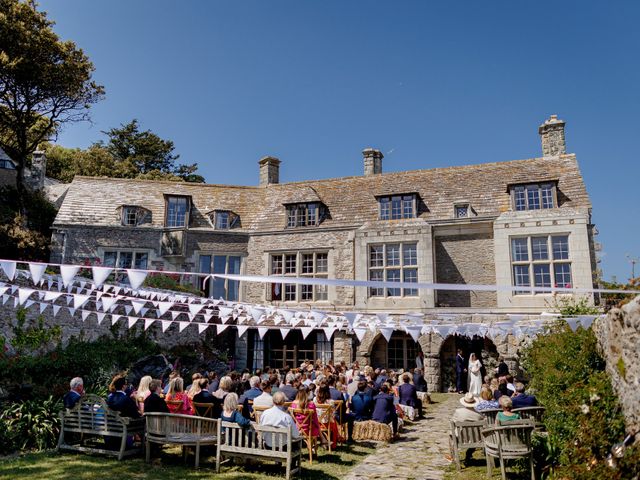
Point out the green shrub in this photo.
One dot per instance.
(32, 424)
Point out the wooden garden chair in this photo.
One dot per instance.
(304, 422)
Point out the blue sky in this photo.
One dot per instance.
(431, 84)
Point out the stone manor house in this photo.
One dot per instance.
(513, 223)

———

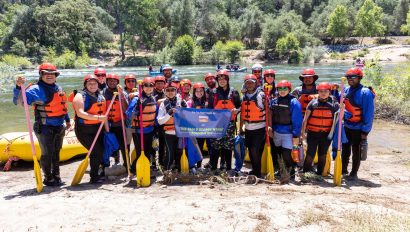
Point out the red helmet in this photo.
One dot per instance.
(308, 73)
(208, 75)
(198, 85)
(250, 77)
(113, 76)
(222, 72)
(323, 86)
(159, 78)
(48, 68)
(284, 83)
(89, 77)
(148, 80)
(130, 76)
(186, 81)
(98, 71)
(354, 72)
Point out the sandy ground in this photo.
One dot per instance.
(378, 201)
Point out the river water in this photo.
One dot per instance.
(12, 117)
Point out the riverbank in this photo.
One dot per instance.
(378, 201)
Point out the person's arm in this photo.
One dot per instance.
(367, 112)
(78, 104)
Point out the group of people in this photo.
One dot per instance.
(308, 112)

———

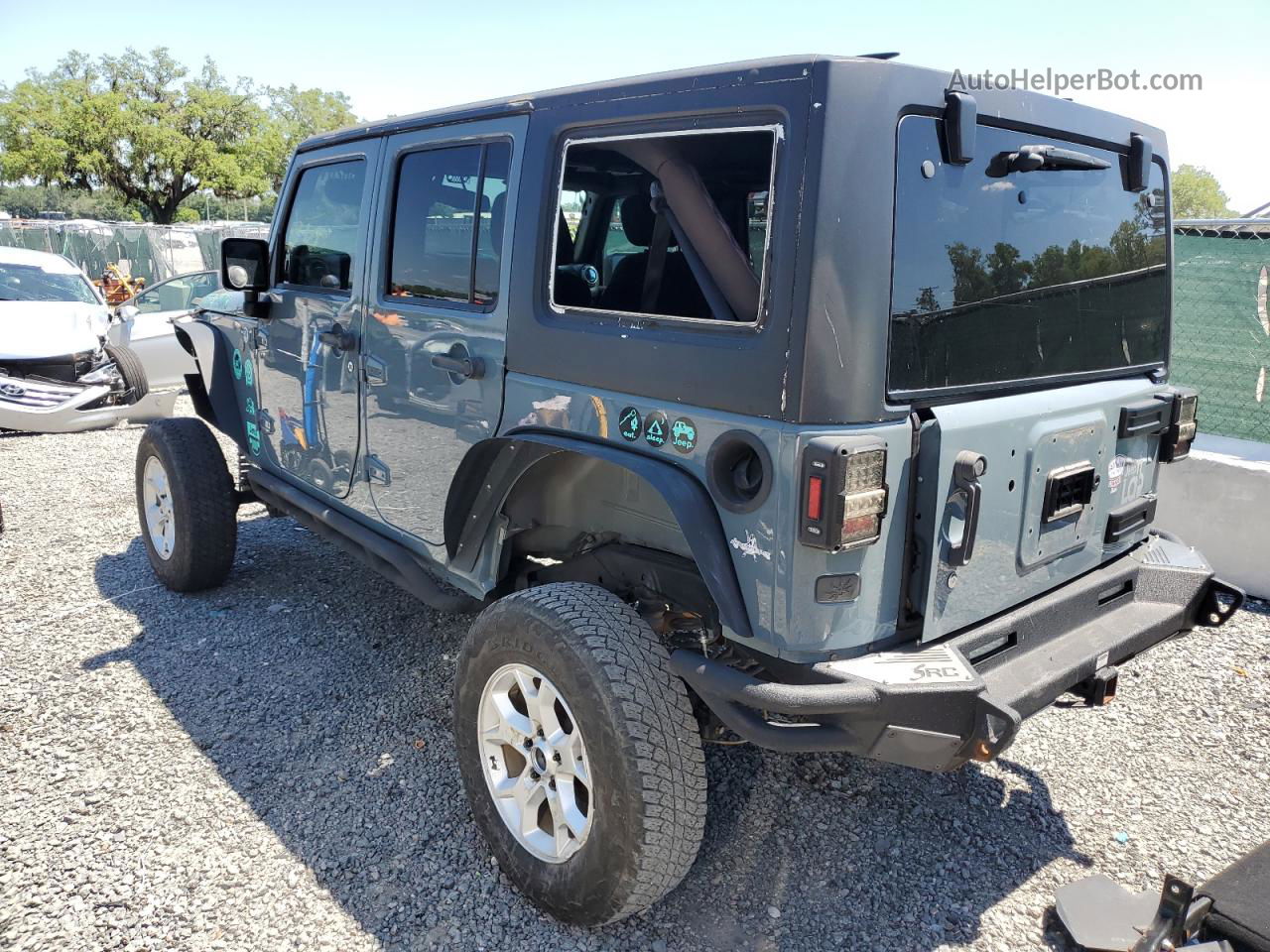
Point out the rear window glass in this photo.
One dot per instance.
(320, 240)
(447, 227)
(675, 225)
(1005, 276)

———

Which lines in the records above contain the word "this"? Show each of them in full.

Point out the green shrub in this photo.
Point out the wooden garden chair in this photo.
Point out the blue sky in this photo.
Point out the stone manor house in this photo.
Point out the red helmet in this photo.
Point out the sandy ground in this photo.
Point out the river water in this photo.
Point out the riverbank in this photo.
Point out the person's arm in this photo.
Point out the group of people in this photo.
Point out the rear window glass in this photo.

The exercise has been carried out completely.